-- Do this --
Please switch "table drawer" to "desk drawer" in the lines starting at the one containing "point: the white baseboard" and ending at the last line, leaving everything else unchanged. Give back only those lines.

-- Raw data --
▼

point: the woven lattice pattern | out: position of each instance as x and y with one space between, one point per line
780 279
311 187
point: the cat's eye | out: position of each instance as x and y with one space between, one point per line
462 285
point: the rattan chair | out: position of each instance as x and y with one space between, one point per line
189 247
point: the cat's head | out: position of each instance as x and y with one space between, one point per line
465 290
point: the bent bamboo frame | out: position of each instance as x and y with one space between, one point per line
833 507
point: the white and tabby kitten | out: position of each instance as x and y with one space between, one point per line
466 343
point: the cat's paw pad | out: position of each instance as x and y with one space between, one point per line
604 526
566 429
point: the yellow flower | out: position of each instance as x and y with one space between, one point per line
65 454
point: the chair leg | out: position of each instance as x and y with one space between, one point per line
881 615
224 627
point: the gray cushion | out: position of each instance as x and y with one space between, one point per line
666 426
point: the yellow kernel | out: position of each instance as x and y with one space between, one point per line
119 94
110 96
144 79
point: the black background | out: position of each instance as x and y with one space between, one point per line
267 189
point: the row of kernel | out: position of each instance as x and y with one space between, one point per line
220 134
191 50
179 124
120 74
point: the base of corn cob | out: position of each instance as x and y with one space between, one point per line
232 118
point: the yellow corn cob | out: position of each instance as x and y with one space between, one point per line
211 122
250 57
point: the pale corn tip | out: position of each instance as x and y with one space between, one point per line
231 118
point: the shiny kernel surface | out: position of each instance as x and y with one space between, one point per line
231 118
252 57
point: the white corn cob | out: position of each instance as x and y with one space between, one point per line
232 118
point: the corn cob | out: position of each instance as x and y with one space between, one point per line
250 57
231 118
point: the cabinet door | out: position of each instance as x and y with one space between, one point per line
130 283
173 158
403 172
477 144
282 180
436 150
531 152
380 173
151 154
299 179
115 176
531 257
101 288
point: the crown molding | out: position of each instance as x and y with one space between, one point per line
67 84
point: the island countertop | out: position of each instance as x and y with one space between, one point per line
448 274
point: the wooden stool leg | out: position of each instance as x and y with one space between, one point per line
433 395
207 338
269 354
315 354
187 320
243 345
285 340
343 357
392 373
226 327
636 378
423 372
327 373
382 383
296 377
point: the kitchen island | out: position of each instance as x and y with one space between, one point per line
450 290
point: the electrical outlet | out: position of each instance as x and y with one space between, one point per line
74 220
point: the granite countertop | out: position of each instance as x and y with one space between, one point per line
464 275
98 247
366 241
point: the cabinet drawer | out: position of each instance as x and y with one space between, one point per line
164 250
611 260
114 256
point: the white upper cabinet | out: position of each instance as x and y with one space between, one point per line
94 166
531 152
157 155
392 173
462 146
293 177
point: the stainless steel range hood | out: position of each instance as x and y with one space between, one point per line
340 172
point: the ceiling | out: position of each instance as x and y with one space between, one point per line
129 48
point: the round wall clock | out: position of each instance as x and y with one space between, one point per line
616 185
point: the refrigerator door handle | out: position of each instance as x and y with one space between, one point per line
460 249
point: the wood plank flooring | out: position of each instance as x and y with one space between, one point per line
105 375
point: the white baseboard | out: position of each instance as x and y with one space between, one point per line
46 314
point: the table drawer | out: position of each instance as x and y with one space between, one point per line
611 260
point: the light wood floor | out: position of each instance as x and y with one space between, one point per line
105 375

▲

-- Result for this exercise --
point: the white baseboard | out: position of each instance as x and y with one space between, one point per line
46 314
point: the desk drawer | out: position of each instance as x and y with one space between, one point per line
611 260
point: the light wood floor | out: position of each instance as x and y with one space between, one point per line
105 375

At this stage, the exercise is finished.